◆ **What you should do**
Word for word, repeat the lines of the records from the one containing "Target: blue surgical gown" through the last line, both included.

(Region pointing data)
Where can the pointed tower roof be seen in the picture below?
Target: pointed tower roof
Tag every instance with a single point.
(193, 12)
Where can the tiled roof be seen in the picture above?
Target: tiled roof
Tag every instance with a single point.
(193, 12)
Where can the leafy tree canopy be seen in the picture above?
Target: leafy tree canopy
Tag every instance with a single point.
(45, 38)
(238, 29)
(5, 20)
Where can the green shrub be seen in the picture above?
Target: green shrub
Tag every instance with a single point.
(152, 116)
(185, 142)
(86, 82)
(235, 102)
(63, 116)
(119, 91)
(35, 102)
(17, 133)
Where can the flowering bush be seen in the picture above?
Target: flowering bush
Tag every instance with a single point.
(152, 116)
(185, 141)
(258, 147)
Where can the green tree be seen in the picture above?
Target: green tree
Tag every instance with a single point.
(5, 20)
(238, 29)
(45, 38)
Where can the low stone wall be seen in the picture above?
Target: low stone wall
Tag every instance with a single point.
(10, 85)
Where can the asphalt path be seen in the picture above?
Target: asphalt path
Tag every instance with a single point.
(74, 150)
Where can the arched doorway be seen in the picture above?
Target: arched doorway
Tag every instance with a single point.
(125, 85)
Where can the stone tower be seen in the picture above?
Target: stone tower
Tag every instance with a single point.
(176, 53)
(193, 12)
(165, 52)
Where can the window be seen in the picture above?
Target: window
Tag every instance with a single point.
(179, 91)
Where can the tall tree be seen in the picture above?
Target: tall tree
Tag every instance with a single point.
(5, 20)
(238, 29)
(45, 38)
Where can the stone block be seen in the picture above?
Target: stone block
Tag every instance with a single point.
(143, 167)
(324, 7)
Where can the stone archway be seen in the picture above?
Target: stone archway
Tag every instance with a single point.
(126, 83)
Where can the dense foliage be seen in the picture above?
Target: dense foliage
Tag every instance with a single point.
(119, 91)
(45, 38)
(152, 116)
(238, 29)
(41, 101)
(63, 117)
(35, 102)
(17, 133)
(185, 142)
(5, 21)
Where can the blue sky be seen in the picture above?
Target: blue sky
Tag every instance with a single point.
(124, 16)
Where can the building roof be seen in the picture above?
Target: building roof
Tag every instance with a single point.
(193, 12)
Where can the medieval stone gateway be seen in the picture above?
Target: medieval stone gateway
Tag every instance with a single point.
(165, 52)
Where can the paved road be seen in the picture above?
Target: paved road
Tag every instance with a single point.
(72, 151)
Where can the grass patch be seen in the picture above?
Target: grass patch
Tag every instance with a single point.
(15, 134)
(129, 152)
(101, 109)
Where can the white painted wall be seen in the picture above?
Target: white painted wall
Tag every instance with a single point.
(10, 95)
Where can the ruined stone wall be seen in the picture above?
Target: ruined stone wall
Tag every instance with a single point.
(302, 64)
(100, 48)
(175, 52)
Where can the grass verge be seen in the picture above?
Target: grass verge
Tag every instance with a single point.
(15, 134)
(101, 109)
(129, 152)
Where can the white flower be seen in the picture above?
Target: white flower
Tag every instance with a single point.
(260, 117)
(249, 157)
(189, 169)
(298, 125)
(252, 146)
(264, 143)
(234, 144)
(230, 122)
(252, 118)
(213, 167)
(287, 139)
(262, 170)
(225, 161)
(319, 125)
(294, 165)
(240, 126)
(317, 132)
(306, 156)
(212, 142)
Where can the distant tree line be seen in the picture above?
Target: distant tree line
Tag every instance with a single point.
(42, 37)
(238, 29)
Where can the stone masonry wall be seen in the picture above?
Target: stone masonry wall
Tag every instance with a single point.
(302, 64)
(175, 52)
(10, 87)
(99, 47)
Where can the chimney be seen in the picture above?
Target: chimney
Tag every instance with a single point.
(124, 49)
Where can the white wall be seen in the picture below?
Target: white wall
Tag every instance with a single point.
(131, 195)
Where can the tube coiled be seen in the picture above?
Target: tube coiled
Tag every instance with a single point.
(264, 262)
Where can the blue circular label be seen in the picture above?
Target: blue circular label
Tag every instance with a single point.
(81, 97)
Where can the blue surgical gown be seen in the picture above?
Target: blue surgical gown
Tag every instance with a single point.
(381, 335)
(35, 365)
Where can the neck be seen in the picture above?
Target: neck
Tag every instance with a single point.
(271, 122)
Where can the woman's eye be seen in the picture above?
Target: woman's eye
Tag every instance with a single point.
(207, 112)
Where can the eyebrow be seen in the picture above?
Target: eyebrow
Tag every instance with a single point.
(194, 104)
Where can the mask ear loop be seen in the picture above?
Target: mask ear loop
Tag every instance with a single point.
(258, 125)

◆ **Solution below**
Target: blue surgical gown
Tag every instance with a single point.
(381, 335)
(35, 365)
Where can the neck be seen in the picture above?
Target: neck
Tag every instance with a single point.
(271, 122)
Where can the woman's eye be seen in the picture above?
Target: woman's eye
Tag every instance with a single point.
(207, 112)
Where can the eyebrow be seen in the picture above?
Target: eyebrow
Tag every instance with a single point.
(194, 104)
Where can the mask ear loop be seen in the picture above?
Target: mask ear loop
Tag every instance with a single point.
(258, 125)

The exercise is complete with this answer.